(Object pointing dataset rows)
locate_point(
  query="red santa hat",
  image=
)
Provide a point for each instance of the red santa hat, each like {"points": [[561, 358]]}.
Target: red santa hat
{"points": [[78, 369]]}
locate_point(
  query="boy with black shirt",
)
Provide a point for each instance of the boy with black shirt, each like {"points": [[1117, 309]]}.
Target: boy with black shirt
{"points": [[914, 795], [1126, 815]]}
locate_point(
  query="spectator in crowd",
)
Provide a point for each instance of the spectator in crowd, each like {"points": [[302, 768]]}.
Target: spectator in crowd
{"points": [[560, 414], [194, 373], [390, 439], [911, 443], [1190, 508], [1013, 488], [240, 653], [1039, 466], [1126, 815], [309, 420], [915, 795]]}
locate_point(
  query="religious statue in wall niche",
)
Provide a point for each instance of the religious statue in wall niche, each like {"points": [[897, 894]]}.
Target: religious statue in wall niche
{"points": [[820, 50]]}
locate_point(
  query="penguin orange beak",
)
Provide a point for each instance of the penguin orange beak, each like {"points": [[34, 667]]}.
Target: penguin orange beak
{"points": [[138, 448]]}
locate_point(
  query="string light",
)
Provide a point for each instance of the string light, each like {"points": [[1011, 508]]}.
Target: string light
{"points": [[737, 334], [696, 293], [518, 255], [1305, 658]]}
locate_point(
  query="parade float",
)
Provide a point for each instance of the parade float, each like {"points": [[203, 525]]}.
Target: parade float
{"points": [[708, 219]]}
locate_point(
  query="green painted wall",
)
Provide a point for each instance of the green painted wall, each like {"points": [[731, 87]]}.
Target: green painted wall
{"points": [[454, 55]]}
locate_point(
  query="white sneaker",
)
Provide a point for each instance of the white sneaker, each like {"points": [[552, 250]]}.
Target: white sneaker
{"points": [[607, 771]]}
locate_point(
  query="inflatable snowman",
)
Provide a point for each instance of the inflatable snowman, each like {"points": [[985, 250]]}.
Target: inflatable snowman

--

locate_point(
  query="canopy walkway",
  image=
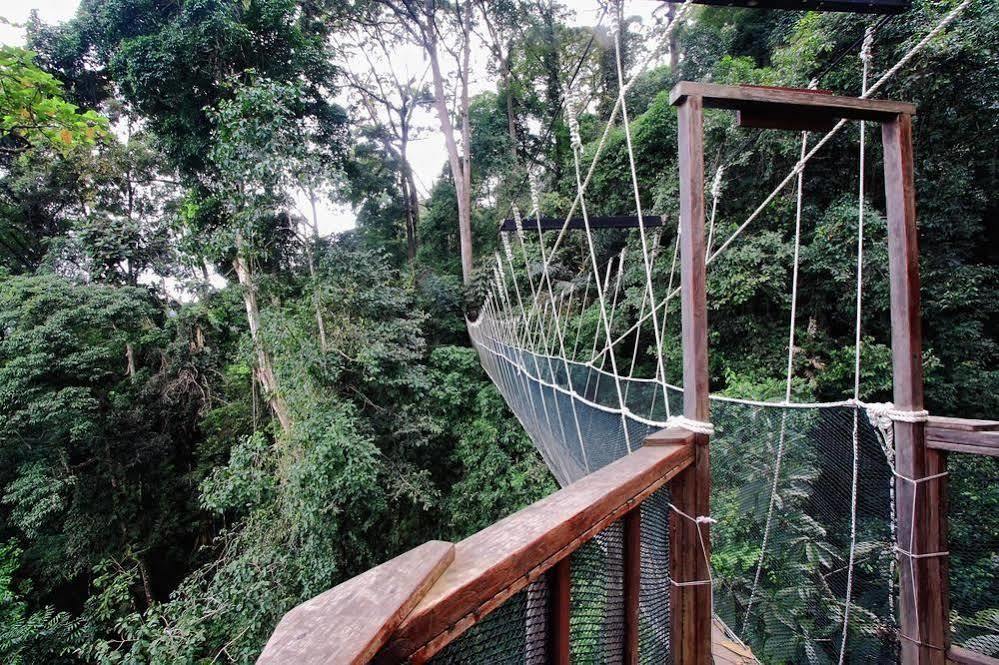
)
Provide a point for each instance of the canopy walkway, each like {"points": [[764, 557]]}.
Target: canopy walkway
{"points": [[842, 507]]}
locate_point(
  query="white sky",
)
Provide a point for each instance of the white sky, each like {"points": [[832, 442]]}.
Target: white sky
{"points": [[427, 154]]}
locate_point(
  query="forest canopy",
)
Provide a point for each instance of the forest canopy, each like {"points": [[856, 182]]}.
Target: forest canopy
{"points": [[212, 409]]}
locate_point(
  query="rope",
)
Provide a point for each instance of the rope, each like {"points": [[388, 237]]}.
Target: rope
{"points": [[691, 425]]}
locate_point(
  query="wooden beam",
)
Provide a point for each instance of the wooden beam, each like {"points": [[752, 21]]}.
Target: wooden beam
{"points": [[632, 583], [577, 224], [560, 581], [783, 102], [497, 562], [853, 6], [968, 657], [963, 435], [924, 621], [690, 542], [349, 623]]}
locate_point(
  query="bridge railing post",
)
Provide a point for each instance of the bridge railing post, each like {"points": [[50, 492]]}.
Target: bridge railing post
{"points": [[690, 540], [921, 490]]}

Problem details –
Extract each line of the records above that contains the string "beak".

Solution to this task –
  query="penguin orange beak",
Provide a point for each instance of the penguin orange beak, each like {"points": [[34, 667]]}.
Target: penguin orange beak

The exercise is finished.